** begin MATERIAL TO PROCESS **

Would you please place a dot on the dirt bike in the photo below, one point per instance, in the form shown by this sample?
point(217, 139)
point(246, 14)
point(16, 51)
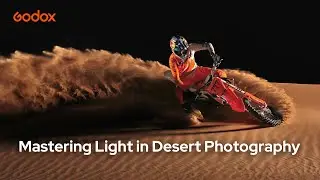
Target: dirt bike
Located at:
point(225, 92)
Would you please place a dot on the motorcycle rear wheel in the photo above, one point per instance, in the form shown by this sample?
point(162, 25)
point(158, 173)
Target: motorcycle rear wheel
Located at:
point(266, 115)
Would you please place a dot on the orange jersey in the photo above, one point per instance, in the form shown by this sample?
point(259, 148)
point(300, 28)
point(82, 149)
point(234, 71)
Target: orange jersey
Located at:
point(179, 68)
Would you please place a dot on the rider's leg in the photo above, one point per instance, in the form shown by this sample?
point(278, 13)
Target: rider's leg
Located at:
point(168, 75)
point(186, 104)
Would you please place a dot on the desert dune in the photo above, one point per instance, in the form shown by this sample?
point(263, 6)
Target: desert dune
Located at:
point(95, 95)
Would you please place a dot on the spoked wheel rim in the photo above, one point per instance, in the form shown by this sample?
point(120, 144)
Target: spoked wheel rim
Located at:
point(265, 114)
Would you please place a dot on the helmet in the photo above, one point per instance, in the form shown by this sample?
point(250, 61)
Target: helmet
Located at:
point(179, 46)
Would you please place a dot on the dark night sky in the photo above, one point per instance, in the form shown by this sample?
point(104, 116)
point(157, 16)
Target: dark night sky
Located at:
point(277, 48)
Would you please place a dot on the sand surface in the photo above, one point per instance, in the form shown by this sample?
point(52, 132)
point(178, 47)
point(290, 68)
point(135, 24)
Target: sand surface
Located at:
point(304, 129)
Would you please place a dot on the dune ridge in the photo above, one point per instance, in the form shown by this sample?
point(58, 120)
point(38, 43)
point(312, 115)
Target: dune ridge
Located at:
point(35, 83)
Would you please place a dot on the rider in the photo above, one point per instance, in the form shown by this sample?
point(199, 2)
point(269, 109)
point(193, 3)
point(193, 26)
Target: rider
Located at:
point(185, 71)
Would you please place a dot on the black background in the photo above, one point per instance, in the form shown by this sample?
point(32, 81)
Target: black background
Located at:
point(274, 43)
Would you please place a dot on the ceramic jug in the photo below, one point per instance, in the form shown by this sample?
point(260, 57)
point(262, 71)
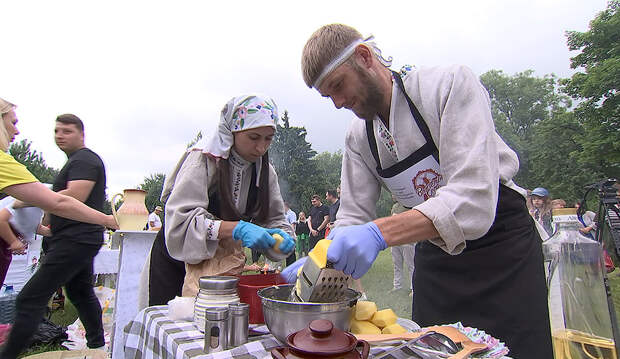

** end MATERIAL TO PROCESS **

*EXERCISE DETAILS*:
Please copy all of the records above word for word, leaving out the pictures.

*FINISHED TASK*:
Would you please place a dot on the dirt bike in the photo below, one point per instance, in the form shown by this sample?
point(217, 139)
point(246, 14)
point(16, 51)
Target: dirt bike
Located at:
point(225, 92)
Would you please place a dot on the motorcycle rear wheel in the photo above, one point per instance, in the form shown by this sample?
point(162, 25)
point(158, 173)
Target: motorcycle rear wheel
Located at:
point(266, 115)
Would you please place a dot on the orange jersey in the photo above, one point per instance, in the form shown by this sample?
point(259, 148)
point(300, 28)
point(82, 149)
point(234, 71)
Target: orange jersey
Located at:
point(179, 68)
Would you please place a dot on the rider's leg in the photo above, one point per instance, in the form shown by this sample?
point(278, 13)
Target: rider's leg
Located at:
point(168, 75)
point(186, 104)
Would you please place a dot on the desert dune in the photo above, one point per instance, in the form shown by this sample?
point(263, 6)
Target: desert dune
Located at:
point(95, 95)
Would you please place a dot on the spoked wheel rim in the photo above, one point per instance, in the form shown by this sample?
point(120, 144)
Target: spoked wheel rim
Located at:
point(265, 114)
Would you please place a dot on the helmet in the photo above, one point per instance, in the form shown by this sample?
point(250, 61)
Target: helmet
Located at:
point(179, 46)
Would you please place a dot on the dark night sky in the photo above, one point per instance, in the form shown by this sample?
point(104, 116)
point(157, 16)
Target: dark night sky
Located at:
point(277, 48)
Would you please place a dot on the sand surface in the photo above, one point per instance, in the form shown by this sample?
point(52, 132)
point(178, 47)
point(290, 68)
point(135, 24)
Target: sand surface
Located at:
point(304, 129)
Would you please place a dot on the dune ridge in the photo above, one point per instance, in the form shown by this sample?
point(58, 120)
point(38, 43)
point(312, 115)
Target: dune ridge
Located at:
point(35, 83)
Would you please place a dot on the rider in the photo above, one point per instance, in the form shown by this sample?
point(199, 2)
point(269, 109)
point(193, 3)
point(193, 26)
Target: rider
Located at:
point(185, 71)
Would you please place a dot on the black background in the photo above, one point per instance, in the form shown by this sample?
point(32, 81)
Target: black background
Located at:
point(274, 43)
Would you please place a dot on the ceramic jug in the photo below, one point per instance, in the form shown by this sample?
point(260, 57)
point(262, 71)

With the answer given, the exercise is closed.